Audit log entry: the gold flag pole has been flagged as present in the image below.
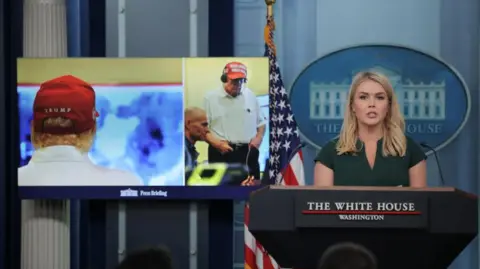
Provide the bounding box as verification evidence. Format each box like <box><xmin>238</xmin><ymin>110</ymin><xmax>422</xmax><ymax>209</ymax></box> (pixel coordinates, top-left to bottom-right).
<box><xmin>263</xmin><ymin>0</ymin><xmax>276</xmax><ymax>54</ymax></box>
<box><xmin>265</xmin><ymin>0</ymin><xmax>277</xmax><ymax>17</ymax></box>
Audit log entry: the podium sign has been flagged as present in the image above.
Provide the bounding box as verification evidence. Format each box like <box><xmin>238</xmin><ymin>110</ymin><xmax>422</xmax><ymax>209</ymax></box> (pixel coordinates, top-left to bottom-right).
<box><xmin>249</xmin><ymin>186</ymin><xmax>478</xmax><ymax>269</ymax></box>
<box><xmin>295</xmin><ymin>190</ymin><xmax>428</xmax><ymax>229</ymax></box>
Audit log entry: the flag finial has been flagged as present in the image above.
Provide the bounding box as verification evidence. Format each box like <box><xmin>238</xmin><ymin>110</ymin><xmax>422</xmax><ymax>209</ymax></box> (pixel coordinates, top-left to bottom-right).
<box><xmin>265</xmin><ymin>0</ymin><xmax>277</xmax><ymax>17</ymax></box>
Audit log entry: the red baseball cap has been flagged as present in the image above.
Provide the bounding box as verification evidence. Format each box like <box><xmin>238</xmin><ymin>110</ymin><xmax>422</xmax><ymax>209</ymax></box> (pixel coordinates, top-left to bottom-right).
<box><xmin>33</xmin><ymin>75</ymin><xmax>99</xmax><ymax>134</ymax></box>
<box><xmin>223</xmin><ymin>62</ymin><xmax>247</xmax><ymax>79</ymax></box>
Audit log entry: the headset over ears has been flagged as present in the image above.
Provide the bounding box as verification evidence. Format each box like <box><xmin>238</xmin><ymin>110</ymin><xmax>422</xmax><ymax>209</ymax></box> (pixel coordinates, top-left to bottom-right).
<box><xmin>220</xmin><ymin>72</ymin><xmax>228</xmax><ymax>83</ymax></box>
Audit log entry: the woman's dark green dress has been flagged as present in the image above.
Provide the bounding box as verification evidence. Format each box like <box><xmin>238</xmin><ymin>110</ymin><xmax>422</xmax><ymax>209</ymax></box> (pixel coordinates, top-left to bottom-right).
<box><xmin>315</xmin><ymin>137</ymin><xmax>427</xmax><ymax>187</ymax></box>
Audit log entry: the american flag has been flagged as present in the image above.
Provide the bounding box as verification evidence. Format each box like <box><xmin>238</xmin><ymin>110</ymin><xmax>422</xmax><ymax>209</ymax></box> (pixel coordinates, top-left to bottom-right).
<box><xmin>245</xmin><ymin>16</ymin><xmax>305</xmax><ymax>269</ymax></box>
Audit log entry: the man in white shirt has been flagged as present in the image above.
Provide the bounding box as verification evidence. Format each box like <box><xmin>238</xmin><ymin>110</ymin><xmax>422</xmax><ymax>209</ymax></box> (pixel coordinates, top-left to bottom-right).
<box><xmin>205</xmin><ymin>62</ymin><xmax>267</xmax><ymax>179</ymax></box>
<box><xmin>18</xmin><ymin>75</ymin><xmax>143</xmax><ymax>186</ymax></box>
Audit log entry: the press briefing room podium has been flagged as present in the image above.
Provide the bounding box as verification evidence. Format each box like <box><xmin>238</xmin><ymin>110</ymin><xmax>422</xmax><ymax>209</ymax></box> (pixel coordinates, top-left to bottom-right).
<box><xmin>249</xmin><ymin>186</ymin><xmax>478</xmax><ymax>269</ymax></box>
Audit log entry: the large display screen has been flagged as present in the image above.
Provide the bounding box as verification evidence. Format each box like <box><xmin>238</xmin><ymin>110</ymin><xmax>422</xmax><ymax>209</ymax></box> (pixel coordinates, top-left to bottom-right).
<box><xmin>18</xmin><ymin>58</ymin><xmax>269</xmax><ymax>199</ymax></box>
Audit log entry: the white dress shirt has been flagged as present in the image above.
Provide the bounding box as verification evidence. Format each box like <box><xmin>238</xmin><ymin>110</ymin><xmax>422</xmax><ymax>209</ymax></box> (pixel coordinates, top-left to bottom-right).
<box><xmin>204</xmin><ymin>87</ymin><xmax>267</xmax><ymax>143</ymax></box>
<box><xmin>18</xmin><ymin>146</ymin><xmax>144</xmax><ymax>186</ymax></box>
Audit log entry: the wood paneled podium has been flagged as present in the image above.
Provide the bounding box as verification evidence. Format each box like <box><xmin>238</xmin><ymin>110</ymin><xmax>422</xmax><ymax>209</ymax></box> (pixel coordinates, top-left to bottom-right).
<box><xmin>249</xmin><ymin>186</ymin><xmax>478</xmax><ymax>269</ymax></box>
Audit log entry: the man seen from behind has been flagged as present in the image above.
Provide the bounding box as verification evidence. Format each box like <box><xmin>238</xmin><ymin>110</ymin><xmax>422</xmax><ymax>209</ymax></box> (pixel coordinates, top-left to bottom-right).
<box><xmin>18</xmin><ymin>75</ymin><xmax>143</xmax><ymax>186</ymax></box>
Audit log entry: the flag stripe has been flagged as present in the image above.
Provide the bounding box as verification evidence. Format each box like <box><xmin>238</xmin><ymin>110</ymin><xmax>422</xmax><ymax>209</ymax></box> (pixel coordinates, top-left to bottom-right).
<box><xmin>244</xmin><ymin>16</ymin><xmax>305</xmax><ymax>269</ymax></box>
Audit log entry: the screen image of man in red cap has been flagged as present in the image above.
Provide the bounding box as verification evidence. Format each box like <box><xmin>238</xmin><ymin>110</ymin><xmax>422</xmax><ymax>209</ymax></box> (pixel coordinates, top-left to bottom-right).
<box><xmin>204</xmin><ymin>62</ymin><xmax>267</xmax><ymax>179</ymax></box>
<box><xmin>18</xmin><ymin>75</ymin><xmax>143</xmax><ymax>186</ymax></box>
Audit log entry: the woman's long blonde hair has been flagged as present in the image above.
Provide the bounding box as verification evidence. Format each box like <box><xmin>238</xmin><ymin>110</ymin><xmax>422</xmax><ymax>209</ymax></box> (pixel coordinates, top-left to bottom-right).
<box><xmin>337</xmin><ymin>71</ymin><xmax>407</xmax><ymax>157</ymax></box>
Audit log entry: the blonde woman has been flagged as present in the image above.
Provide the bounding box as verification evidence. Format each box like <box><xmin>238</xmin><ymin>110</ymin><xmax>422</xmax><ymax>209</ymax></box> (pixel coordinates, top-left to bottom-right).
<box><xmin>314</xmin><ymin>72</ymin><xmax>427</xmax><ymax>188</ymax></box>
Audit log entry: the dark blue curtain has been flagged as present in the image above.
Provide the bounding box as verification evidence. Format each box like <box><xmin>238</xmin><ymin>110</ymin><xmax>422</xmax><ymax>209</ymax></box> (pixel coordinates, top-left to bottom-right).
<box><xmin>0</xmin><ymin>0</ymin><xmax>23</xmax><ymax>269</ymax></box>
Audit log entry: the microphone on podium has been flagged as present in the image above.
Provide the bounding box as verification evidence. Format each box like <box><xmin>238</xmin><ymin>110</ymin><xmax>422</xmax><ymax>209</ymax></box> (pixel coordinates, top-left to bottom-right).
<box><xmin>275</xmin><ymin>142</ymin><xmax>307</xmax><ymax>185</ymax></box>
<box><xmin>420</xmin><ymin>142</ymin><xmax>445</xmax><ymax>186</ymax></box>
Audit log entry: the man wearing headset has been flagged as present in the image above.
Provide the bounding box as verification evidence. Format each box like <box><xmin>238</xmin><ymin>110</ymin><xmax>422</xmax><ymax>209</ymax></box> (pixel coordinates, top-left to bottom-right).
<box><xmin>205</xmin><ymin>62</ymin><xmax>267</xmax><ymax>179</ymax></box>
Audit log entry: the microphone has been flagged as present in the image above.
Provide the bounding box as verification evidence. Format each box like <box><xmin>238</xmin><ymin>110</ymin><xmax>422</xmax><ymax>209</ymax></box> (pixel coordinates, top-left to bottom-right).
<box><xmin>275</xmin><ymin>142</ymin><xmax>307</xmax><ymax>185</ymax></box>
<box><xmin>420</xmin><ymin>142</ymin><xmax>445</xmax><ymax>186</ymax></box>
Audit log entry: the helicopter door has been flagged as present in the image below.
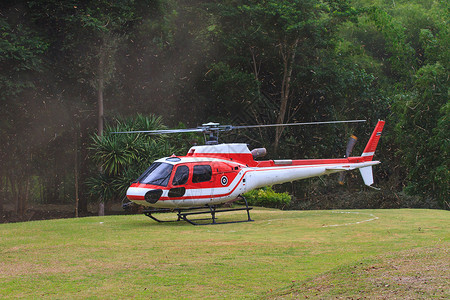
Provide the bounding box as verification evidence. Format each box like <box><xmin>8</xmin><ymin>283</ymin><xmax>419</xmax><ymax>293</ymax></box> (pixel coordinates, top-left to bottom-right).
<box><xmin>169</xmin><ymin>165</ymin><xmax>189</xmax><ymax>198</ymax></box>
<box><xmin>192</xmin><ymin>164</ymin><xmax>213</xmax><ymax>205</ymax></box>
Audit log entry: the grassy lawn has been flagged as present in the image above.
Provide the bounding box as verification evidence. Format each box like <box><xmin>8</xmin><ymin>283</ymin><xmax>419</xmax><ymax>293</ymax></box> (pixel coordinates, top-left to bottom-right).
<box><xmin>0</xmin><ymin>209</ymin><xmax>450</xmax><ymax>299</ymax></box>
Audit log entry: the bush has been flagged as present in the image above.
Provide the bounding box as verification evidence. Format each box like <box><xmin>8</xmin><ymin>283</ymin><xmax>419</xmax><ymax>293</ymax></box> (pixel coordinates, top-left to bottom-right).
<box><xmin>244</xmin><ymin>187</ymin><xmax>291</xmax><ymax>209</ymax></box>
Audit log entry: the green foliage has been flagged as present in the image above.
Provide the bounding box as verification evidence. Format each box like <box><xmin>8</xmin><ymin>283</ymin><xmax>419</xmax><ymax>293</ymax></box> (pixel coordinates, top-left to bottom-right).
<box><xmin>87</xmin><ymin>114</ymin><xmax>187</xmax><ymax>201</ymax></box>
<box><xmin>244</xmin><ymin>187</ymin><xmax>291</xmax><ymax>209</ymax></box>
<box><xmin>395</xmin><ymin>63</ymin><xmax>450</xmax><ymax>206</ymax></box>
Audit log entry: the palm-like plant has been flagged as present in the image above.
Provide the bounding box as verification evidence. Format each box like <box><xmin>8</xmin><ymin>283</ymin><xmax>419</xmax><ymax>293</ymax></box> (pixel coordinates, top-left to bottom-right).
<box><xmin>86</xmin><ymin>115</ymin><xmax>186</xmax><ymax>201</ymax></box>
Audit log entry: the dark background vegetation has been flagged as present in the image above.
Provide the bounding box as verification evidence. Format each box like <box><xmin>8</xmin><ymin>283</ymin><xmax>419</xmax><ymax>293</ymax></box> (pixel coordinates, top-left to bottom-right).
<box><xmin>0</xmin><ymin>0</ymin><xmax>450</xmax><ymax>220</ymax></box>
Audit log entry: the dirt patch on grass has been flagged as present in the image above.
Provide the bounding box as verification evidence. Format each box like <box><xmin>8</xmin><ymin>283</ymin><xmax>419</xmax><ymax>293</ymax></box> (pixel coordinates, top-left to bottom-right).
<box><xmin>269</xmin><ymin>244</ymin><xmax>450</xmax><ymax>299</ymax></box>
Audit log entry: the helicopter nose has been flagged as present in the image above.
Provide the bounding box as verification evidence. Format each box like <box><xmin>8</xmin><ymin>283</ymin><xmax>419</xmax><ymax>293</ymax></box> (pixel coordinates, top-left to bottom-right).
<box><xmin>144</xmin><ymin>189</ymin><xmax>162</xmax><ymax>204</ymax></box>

###

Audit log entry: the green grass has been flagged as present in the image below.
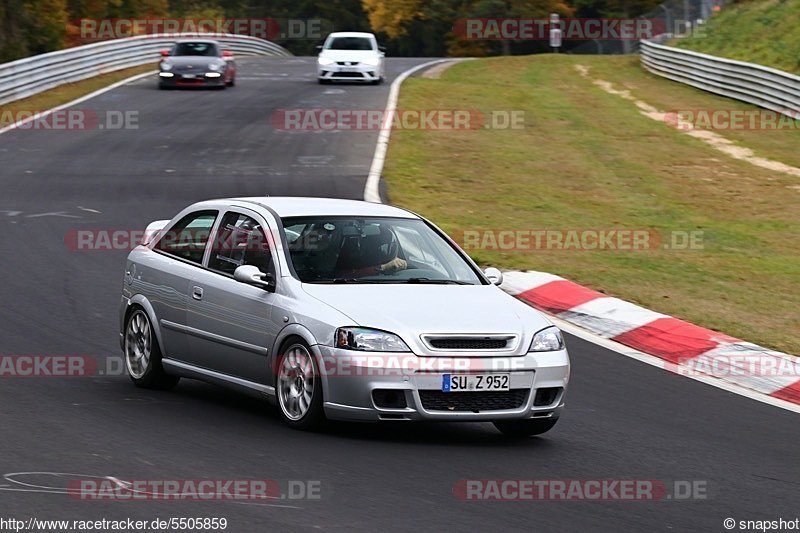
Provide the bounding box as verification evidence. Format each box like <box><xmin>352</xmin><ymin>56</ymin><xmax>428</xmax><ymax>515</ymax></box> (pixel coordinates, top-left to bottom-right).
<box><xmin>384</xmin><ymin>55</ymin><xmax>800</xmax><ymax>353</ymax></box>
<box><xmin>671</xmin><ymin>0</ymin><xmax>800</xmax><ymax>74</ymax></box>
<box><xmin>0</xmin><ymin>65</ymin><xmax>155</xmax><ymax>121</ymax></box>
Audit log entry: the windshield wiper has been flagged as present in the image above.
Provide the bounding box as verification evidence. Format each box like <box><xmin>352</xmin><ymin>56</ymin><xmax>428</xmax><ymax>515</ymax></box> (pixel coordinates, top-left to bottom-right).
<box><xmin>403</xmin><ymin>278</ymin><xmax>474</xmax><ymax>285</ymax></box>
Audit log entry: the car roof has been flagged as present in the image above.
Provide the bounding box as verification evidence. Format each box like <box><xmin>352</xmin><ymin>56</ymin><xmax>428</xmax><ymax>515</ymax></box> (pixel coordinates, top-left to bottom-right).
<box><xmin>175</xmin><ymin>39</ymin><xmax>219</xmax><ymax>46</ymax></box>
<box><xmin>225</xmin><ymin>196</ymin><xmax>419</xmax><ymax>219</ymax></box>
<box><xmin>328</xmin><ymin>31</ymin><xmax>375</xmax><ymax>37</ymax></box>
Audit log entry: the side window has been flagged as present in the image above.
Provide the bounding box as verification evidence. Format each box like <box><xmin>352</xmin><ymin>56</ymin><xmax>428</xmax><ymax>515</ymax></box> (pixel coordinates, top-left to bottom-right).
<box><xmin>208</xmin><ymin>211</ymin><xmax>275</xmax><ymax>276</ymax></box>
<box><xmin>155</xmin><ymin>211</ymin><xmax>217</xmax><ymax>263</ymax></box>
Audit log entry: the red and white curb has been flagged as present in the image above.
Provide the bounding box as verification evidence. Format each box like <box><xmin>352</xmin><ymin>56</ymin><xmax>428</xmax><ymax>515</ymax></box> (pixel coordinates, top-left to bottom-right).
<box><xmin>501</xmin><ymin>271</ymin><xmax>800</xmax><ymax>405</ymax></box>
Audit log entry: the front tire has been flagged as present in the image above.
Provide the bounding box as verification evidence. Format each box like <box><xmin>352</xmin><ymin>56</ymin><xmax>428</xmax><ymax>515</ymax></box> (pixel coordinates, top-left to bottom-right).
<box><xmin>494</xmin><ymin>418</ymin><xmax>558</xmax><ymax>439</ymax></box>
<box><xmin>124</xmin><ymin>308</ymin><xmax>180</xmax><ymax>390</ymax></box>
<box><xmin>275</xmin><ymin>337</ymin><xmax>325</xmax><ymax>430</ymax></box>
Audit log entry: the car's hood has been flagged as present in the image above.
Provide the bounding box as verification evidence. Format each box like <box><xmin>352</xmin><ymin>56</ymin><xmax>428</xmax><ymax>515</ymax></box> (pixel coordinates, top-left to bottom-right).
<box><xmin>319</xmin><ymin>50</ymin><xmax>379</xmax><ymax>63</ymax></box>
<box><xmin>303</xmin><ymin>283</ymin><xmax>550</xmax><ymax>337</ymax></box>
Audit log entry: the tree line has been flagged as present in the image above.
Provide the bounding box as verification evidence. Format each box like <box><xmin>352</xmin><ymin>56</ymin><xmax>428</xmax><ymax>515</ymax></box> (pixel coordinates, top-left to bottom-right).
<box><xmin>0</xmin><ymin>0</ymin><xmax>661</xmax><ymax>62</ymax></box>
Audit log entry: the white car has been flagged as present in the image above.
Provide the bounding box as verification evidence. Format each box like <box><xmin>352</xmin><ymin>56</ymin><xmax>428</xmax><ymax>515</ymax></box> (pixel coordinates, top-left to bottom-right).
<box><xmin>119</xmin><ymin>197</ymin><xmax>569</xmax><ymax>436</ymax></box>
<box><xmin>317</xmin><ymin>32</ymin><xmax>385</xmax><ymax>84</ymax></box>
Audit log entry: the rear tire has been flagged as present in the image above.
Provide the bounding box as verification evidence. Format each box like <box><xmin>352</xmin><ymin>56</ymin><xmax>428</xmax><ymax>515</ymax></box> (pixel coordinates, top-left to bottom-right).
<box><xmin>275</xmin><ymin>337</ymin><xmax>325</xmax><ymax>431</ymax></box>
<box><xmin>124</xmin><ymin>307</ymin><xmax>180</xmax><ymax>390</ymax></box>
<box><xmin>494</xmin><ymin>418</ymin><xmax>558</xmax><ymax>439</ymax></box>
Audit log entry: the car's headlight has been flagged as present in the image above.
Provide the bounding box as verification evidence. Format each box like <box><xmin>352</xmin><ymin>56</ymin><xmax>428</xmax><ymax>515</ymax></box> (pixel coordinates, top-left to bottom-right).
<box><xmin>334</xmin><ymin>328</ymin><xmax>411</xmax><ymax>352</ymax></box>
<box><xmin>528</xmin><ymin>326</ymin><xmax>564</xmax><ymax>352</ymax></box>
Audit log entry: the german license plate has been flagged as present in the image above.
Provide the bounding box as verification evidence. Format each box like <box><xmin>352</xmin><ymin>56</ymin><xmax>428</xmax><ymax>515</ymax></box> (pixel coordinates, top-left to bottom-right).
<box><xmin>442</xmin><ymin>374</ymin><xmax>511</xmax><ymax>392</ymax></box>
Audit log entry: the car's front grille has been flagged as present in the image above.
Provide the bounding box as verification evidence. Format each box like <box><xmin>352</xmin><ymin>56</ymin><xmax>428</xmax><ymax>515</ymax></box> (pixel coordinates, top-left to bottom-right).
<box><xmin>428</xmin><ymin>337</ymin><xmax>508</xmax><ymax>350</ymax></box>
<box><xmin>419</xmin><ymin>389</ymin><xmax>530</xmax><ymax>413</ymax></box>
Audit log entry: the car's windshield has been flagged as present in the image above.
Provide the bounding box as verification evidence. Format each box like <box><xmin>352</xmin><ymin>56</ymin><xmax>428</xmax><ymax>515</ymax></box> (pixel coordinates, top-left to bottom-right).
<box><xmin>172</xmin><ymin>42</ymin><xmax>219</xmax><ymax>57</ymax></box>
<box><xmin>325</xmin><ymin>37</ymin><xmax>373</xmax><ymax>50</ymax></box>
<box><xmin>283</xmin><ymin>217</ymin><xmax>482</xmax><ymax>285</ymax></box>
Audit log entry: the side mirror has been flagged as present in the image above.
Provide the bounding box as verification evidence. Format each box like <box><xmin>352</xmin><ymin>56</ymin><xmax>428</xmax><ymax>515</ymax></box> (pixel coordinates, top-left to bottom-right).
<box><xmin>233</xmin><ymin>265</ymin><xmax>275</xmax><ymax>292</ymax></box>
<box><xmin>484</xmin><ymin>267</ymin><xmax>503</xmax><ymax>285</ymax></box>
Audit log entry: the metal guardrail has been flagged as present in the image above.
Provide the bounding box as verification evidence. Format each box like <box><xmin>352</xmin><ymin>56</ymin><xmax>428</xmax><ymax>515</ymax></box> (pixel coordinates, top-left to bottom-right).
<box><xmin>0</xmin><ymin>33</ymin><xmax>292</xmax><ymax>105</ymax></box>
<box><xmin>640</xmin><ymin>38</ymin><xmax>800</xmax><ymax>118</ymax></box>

###

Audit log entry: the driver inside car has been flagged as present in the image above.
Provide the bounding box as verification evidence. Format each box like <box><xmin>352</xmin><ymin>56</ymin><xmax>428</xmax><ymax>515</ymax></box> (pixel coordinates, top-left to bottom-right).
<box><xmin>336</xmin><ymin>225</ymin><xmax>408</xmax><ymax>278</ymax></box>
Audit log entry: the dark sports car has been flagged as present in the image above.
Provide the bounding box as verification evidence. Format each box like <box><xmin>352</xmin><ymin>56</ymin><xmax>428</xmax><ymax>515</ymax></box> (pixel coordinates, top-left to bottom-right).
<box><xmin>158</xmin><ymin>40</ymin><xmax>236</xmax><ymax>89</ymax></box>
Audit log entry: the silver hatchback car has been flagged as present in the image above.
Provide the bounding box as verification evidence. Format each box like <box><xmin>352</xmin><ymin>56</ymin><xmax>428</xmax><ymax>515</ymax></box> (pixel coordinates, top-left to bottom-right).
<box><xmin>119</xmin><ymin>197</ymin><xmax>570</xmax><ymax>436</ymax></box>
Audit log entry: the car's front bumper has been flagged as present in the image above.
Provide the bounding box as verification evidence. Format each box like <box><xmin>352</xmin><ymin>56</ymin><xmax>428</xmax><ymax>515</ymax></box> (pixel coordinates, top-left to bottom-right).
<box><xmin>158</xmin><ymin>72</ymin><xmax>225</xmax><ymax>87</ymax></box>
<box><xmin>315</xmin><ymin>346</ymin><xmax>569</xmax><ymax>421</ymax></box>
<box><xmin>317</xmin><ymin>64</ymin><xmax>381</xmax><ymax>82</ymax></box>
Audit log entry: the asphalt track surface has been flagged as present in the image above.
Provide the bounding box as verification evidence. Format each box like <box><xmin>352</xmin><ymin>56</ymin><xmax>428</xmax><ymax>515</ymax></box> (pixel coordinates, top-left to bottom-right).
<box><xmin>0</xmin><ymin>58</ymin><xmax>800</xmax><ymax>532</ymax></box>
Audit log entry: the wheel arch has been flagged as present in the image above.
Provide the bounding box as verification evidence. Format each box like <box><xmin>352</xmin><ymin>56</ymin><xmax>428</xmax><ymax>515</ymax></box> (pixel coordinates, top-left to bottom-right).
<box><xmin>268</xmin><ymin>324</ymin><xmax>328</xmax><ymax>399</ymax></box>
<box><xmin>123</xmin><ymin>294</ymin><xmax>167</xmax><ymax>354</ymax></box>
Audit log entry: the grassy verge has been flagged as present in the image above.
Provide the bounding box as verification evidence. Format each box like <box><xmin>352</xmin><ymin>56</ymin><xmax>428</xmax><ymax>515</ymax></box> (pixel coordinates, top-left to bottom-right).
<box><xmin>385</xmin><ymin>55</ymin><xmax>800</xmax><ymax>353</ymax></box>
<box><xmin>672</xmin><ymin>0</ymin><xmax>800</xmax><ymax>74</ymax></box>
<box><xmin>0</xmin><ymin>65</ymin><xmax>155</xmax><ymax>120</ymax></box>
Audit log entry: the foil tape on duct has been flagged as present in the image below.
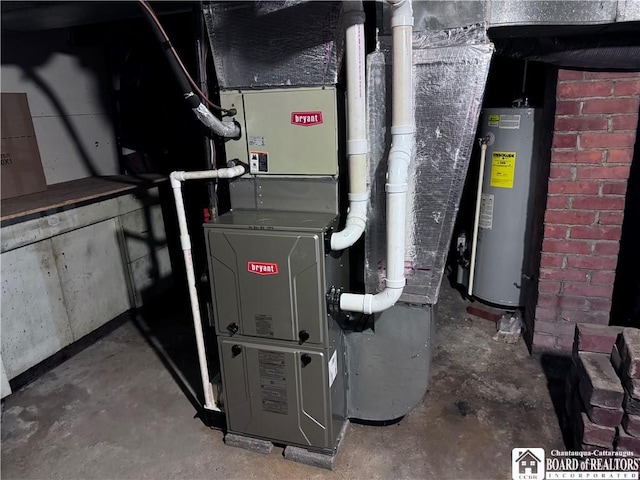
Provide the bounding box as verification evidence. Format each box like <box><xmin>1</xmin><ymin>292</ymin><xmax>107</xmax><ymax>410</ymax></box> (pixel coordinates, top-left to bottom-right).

###

_Given request_
Pull out every line of the material above that contains the string "microphone", treating uppercase and lowercase as different.

_Solved problem_
Audit log entry: the microphone on podium has been flagged as present in the image above.
Audit log entry: the microphone has been flagged as present in the image above.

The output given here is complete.